— start of Text to read —
Note also that the download list (not the actual data!) is also available in a CSV format by replacing the “.json” extension of the Data URL with a “.csv” extension, as in:

https://historical.gnip.com:443/accounts/{ACCOUNT_NAME}/publishers/twitter/historical/track/jobs/{JOB_UUID}/results.csv

When a GET request is made to the CSV endpoint, a file containing the list of download links is downloaded. Each line contains a file name and the corresponding Amazon S3 link. This CSV-formatted link list is used by the example cURL commands provided below.

'20140517-20140517_kj4r26m0qx_2014_05_17_18_00_activities.json.gz'	'https://s3-us-west-1.amazonaws.com/archive.replay.snapshots/snapshots/twitter/track/activity_streams/CustomerName/2014/05/19/20140517-20140517_kj4r26m0qx/2014/05/17/18/00_activities.json.gz?...'
'20140517-20140517_kj4r26m0qx_2014_05_17_18_10_activities.json.gz'	'https://s3-us-west-1.amazonaws.com/archive.replay.snapshots/snapshots/twitter/track/activity_streams/CustomerName/2014/05/19/20140517-20140517_kj4r26m0qx/2014/05/17/18/10_activities.json.gz?...'
'20140517-20140517_kj4r26m0qx_2014_05_17_18_20_activities.json.gz'	'https://s3-us-west-1.amazonaws.com/archive.replay.snapshots/snapshots/twitter/track/activity_streams/CustomerName/2014/05/19/20140517-20140517_kj4r26m0qx/2014/05/17/18/20_activities.json.gz?...'
'20140517-20140517_kj4r26m0qx_2014_05_17_18_30_activities.json.gz'	'https://s3-us-west-1.amazonaws.com/archive.replay.snapshots/snapshots/twitter/track/activity_streams/CustomerName/2014/05/19/20140517-20140517_kj4r26m0qx/2014/05/17/18/30_activities.json.gz?...'
'20140517-20140517_kj4r26m0qx_2014_05_17_18_40_activities.json.gz'	'https://s3-us-west-1.amazonaws.com/archive.replay.snapshots/snapshots/twitter/track/activity_streams/CustomerName/2014/05/19/20140517-20140517_kj4r26m0qx/2014/05/17/18/40_activities.json.gz?...'
'20140517-20140517_kj4r26m0qx_2014_05_17_18_50_activities.json.gz'	'https://s3-us-west-1.amazonaws.com/archive.replay.snapshots/snapshots/twitter/track/activity_streams/CustomerName/2014/05/19/20140517-20140517_kj4r26m0qx/2014/05/17/18/50_activities.json.gz?...'

Automating Downloads  

As mentioned above, this list can contain thousands of files. Therefore the downloading needs to be automated, and there are several ways to do this.
— end of Text to read —
• _Parts of the exercise_
a - Condense the paragraph of the passage on download lists that begins "When a GET request is made" into a short bulleted list that keeps its main facts.
b - Summarize the passage on download lists in two sentences.
c - Answer these questions from the passage on download lists:
(i) Which extension replaces ".json" in the Data URL to get the list in CSV format?
(ii) What two items does each line of the CSV file contain?
(iii) Why does the downloading need to be automated?
The records have no connection to the passage on download lists.
— start of Supplied data —
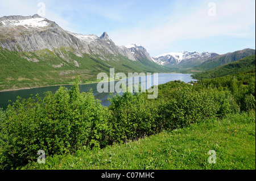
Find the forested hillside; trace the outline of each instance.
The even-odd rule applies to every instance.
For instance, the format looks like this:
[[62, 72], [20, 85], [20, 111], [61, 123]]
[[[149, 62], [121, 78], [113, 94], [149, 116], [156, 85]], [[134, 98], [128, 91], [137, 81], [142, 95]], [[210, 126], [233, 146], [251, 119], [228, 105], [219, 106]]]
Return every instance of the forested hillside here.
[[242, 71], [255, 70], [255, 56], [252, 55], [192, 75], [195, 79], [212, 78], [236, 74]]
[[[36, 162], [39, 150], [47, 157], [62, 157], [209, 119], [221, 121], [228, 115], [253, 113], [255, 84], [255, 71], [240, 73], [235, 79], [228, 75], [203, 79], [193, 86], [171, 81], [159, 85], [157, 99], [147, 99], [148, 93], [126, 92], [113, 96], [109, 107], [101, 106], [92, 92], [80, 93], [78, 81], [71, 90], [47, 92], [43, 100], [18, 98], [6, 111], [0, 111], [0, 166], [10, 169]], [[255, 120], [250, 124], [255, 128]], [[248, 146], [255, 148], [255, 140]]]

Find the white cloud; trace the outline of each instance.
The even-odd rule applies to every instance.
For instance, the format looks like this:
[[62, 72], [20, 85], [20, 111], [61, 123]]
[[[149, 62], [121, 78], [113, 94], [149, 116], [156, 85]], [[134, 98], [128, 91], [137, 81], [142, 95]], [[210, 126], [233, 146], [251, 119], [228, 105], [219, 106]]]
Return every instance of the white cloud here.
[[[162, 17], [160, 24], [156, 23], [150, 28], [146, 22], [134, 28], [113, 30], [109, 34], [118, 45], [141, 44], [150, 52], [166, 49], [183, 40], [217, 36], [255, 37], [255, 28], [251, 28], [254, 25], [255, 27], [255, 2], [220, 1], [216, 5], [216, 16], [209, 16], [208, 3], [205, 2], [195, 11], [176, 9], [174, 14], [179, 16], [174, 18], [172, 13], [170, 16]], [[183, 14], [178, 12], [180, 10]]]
— end of Supplied data —
• _Correct answers_
a -
- A GET request to the CSV endpoint downloads a file listing the download links.
- Each line holds a file name and its matching Amazon S3 link.
- The example cURL commands use this CSV link list.

b - The download list, though not the data itself, can be obtained in CSV format by replacing the ".json" extension of the Data URL with ".csv", and a GET request to that endpoint downloads a file in which each line gives a file name and its Amazon S3 link. Because the list can contain thousands of files, downloading needs to be automated, and there are several ways to do this.

c -
(i) ".csv"
(ii) A file name and the corresponding Amazon S3 link.
(iii) The list can contain thousands of files.